* begin *

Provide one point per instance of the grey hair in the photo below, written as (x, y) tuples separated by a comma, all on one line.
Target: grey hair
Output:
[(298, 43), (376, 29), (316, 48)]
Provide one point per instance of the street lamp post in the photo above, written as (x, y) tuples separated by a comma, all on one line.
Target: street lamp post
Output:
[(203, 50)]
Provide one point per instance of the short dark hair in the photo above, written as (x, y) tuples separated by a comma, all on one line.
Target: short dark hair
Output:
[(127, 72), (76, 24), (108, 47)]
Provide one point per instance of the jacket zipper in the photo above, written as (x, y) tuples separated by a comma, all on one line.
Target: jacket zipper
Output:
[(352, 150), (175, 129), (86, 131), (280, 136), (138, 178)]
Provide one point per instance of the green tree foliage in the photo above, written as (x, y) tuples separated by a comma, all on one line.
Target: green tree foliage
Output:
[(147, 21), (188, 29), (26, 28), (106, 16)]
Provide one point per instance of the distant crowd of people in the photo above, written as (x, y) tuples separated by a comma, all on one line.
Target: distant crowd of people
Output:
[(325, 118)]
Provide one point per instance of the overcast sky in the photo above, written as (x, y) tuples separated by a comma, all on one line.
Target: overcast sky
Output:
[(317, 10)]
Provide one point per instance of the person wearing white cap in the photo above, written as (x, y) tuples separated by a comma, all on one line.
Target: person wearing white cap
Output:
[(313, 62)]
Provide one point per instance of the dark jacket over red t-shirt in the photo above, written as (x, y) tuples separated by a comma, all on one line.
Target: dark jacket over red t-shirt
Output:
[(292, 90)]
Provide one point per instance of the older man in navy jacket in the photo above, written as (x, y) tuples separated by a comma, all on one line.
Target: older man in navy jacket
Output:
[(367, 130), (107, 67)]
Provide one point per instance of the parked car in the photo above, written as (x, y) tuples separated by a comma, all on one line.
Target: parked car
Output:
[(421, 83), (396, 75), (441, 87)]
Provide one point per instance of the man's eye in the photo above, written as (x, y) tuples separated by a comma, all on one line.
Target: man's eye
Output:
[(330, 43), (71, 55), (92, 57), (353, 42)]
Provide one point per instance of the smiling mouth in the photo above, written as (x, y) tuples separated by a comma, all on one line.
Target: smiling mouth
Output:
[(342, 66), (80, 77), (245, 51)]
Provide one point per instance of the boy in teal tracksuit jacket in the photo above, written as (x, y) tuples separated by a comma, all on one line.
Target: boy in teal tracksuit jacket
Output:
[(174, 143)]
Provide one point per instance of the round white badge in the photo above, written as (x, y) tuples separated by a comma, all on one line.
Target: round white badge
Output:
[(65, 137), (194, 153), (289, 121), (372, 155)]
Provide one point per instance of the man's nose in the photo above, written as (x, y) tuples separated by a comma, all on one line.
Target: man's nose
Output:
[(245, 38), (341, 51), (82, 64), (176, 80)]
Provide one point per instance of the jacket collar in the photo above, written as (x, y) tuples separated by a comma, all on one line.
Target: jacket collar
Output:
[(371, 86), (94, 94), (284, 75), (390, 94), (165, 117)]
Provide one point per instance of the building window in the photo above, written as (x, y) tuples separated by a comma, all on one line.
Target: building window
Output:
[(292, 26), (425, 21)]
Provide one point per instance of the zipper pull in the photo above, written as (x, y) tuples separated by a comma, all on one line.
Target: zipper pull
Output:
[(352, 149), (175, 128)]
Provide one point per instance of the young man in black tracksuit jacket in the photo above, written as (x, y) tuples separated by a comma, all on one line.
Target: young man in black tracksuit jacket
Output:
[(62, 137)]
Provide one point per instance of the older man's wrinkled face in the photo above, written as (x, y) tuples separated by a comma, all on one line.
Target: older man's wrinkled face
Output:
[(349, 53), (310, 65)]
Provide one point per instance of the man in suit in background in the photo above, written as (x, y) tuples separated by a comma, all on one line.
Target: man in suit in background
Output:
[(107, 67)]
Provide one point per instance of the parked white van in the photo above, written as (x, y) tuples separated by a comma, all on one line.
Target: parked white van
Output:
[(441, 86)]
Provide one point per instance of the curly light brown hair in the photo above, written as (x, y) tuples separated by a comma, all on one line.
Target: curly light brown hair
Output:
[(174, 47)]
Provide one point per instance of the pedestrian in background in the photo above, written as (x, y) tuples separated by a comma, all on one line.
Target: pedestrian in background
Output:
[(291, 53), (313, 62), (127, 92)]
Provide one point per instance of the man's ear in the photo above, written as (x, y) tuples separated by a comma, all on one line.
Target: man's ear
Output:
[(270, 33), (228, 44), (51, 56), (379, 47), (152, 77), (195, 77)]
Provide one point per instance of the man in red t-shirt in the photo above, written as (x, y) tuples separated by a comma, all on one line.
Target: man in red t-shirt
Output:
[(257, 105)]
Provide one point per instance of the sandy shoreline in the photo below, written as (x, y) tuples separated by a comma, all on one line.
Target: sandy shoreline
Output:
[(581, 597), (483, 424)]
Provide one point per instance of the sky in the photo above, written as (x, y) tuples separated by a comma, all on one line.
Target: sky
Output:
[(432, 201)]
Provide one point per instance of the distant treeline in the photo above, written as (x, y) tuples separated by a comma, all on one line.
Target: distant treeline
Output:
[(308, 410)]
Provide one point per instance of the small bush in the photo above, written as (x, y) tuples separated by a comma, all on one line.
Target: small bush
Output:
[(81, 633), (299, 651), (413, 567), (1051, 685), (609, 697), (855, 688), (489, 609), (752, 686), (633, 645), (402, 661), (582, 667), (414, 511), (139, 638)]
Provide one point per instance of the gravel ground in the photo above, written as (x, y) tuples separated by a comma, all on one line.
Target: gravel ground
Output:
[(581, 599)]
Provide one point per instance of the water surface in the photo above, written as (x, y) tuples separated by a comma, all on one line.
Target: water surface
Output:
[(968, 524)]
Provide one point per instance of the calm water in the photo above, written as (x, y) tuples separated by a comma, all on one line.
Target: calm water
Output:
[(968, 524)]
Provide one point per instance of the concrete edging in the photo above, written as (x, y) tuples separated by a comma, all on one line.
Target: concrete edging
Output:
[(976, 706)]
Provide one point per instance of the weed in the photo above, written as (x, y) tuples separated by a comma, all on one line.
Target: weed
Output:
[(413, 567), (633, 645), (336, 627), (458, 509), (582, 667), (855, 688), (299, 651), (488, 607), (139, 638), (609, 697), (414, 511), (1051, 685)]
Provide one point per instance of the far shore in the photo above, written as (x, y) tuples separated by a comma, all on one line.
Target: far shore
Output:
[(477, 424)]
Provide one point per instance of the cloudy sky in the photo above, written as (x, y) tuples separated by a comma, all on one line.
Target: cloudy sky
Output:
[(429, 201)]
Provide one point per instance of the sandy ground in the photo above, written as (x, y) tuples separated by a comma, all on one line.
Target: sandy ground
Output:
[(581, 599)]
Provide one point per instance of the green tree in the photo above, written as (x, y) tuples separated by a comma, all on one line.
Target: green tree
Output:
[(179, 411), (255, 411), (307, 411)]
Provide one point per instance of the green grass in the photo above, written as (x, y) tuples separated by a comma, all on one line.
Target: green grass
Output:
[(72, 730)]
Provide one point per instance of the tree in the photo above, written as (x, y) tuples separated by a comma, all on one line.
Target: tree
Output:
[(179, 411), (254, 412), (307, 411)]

* end *

What is being asked »
Arrange every line of the listing above as a numbered list, leaving out any blank lines.

Task response »
1. Provide one point per instance of the grey hair in the photo below, written as (x, y) tuples separated by a comma, all on one line.
2. Target: grey hair
3. Output:
4. [(298, 43), (376, 29), (316, 48)]
5. Provide one point per instance of the street lamp post in the photo above, written as (x, y) tuples separated by a comma, all on one line.
6. Target: street lamp post
7. Output:
8. [(203, 50)]
9. Provide one point per instance of the short dark hair in the photo above, written as (x, y) tuples separated by a comma, all on one line.
10. Target: short dark hair
11. Output:
12. [(127, 72), (76, 24), (108, 47)]
13. Provide one point per instance of the jacket zipper in the photo above, written as (x, y) tuples separated by a comma, all on one line.
14. Target: jacket zipper
15. Output:
16. [(352, 150), (175, 129), (86, 131), (280, 136), (138, 178)]
17. Provide one point per instance of the green tree foliage in the photo above, written as (x, y) tuples separated by a comma, all on one line.
18. Target: green tree foliage
19. Output:
20. [(147, 21), (188, 29), (26, 28), (106, 16)]
21. Provide one point per instance of the distant crowd of people in the photo above, written as (x, y) tuples separated by a comma, all on one line.
22. Target: distant crowd of people
23. Output:
24. [(325, 118)]
25. Provide one point per instance of the overcast sky in the photo above, written as (x, y) tuples separated by a comma, all on one line.
26. Target: overcast sky
27. Output:
28. [(317, 10)]
29. Provide one point per instance of the person wearing white cap in the photo above, written as (x, y) tuples separated by a comma, all on one line.
30. Target: person wearing white cap
31. Output:
32. [(313, 62)]
33. Provide one point per instance of the dark jacket over red t-shirt in the photo above, written as (x, y) tuples separated by a comma, all on one line.
34. Target: dark jacket over red t-shirt
35. Output:
36. [(292, 90)]
37. Provide one point per instance of the older man in navy jacket in the photo above, written as (x, y) tuples separated by a comma, all on one line.
38. Target: older man in navy jacket
39. Output:
40. [(367, 130), (107, 67)]
41. Provide one point per instance of the parked car in the photo above, written as (x, y) tuples separated by a comma, all on one line.
42. Target: parked car
43. Output:
44. [(421, 83), (396, 75), (441, 87)]
45. Provide one point per instance of the man's eye in the photo above, written as (x, y) tuples separated by a comma, all on one line.
46. Target: man's eye
47. Output:
48. [(330, 43), (71, 55), (92, 57), (353, 42)]
49. Provide one point per instance of the smiling mouth in the photo above, written as (x, y) tuples separated by a comma, all on one line.
50. Target: smiling mouth
51. Output:
52. [(342, 66), (80, 77), (245, 51)]
53. Provide one point per instance of the boy in teal tracksuit jacket in the photo above, written as (x, y) tuples separated by a comma, all on one line.
54. Target: boy in teal tracksuit jacket
55. Output:
56. [(174, 143)]
57. Provide one point per instance of the round white badge in the photo above, written as (x, y) tuples separated by a comma, all on one line.
58. Target: round white badge
59. Output:
60. [(65, 137), (194, 153), (289, 121), (372, 155)]
61. Provide one point per instance of the man's nose in the photo above, written as (x, y) tuples separated by a comma, all on one line.
62. Target: man's nose
63. Output:
64. [(245, 38), (341, 51), (82, 64), (176, 80)]
65. Provide one point per instance of the jacket collar in the photo above, written as (x, y) tuples separated by a comma, all on one line.
66. Target: jacket collar
67. Output:
68. [(371, 86), (94, 94), (284, 75), (390, 94), (165, 117)]
69. Provide one point per instance of the building window in the photo above, written as (x, y) tuples separated by a comma, all on one line.
70. Target: building window
71. Output:
72. [(292, 26), (425, 21)]
73. Provide one point per instance of the zipper pull in the photo above, written as (x, y) tuples separated by a comma, all on one line.
74. Target: zipper pull
75. Output:
76. [(352, 149), (175, 128)]
77. Provide one point per instance of the young man in black tracksuit jacket in the photo above, written as (x, y) tuples separated by a comma, all on one line.
78. Target: young man in black tracksuit jacket
79. Output:
80. [(62, 137)]
81. Provide one point per instance of the older man's wrinkled face in the photo above, written as (x, y) tuples separated by a comma, all on one line.
82. Target: older man's wrinkled face
83. Output:
84. [(349, 53), (310, 65)]
85. Provide one point per instance of the man in suit in background in the photo above, written as (x, y) tuples separated by a comma, all on one line.
86. Target: man in suit in background
87. Output:
88. [(107, 67)]
89. Provide one point per instance of the parked white van in the photo above, written as (x, y) tuples separated by a comma, all on one line.
90. Target: parked white van
91. Output:
92. [(441, 86)]
93. Provide one point per instance of the curly light brown hair in the photo above, written as (x, y) tuples separated by a comma, all on one line.
94. Target: curly light brown hair
95. Output:
96. [(174, 47)]
97. Provide one point per instance of the pedestrian in background in the photo above, written as (x, y) tuples separated by a comma, all on one line.
98. Target: pedestrian in background
99. Output:
100. [(291, 53), (313, 62), (127, 92)]
101. Provide one point per instance of the man's ear in the photo above, written as (x, y) tuples separated by a comma, all on one line.
102. Target: man's ear
103. Output:
104. [(270, 33), (228, 44), (51, 56), (379, 47), (152, 77), (195, 77)]
105. Provide one point per instance of the man in red t-shirt in the photo above, written as (x, y) tuples separated by a comma, all on one line.
106. Target: man in red t-shirt
107. Output:
108. [(257, 105)]
109. Provide one point per instance of the sandy shoreline in the photo below, written as (x, y) tuples separated by a comma, all on one line.
110. Target: sandy shoreline
111. Output:
112. [(581, 597), (483, 424)]
113. Provide one point per instance of the sky in the photo above, written as (x, y) tuples separated by a comma, all on one line.
114. Target: sky
115. Output:
116. [(432, 201)]
117. Provide one point per instance of the distant treeline in the photo above, written as (x, y) tuples separated by a comma, all on one line.
118. Target: distant treeline
119. Output:
120. [(308, 410)]
121. Provide one point per instance of the small bush in the photo above, written as (x, y) tuples separated by a comma, all on one line.
122. Target: small bush
123. Output:
124. [(81, 633), (299, 651), (413, 567), (1051, 685), (609, 697), (855, 688), (489, 609), (752, 686), (633, 645), (402, 661), (582, 667), (414, 511), (139, 638)]
125. Provide one point per instance of the gravel ground in the photo above, written as (x, y) tuples separated by a comma, all on one line.
126. Target: gravel ground
127. Output:
128. [(581, 599)]
129. Provide one point per instance of the water surface in the photo above, written as (x, y) tuples separated by a comma, all on one line.
130. Target: water surface
131. Output:
132. [(968, 524)]
133. Provide one point per instance of the calm water in the photo above, written as (x, y) tuples separated by a comma, all on one line.
134. Target: calm water
135. Output:
136. [(968, 524)]
137. Provide one point per instance of the concrete edging in the photo above, written as (x, y) tuples separated by a comma, all on one line.
138. Target: concrete edging
139. Output:
140. [(976, 706)]
141. Provide one point per instance of the weed in the photo above, written as (x, y) tuples separated by a comma, all on one line.
142. Target: weed
143. Output:
144. [(413, 567), (633, 645), (336, 627), (458, 509), (582, 667), (855, 688), (299, 651), (488, 607), (139, 638), (609, 697), (414, 511), (1051, 685)]
145. Provide one point per instance of the far shore in the photo above, written as (x, y) tuples separated by a comma, all on one line.
146. Target: far shore
147. Output:
148. [(477, 424)]
149. Provide one point per instance of the cloudy sky in the photo above, written as (x, y) tuples separated by a comma, all on one line.
150. Target: cloudy sky
151. Output:
152. [(429, 201)]
153. Provide one point per instance of the sandy ground in the photo above, written as (x, y) tuples separated by a comma, all on one line.
154. Target: sandy ground
155. Output:
156. [(581, 599)]
157. Provide one point per instance of the green tree in the photo above, written as (x, y) tuples separated by a comma, all on one line.
158. Target: green tree
159. Output:
160. [(179, 411), (255, 411), (307, 411)]
161. Provide one point per instance of the green grass in the photo above, written as (x, y) tuples separated by a comma, all on one line.
162. Target: green grass
163. Output:
164. [(72, 730)]
165. Provide one point per instance of the tree in the photo above, written as (x, y) tuples separated by a comma, all on one line.
166. Target: tree
167. Output:
168. [(179, 411), (254, 412), (307, 411)]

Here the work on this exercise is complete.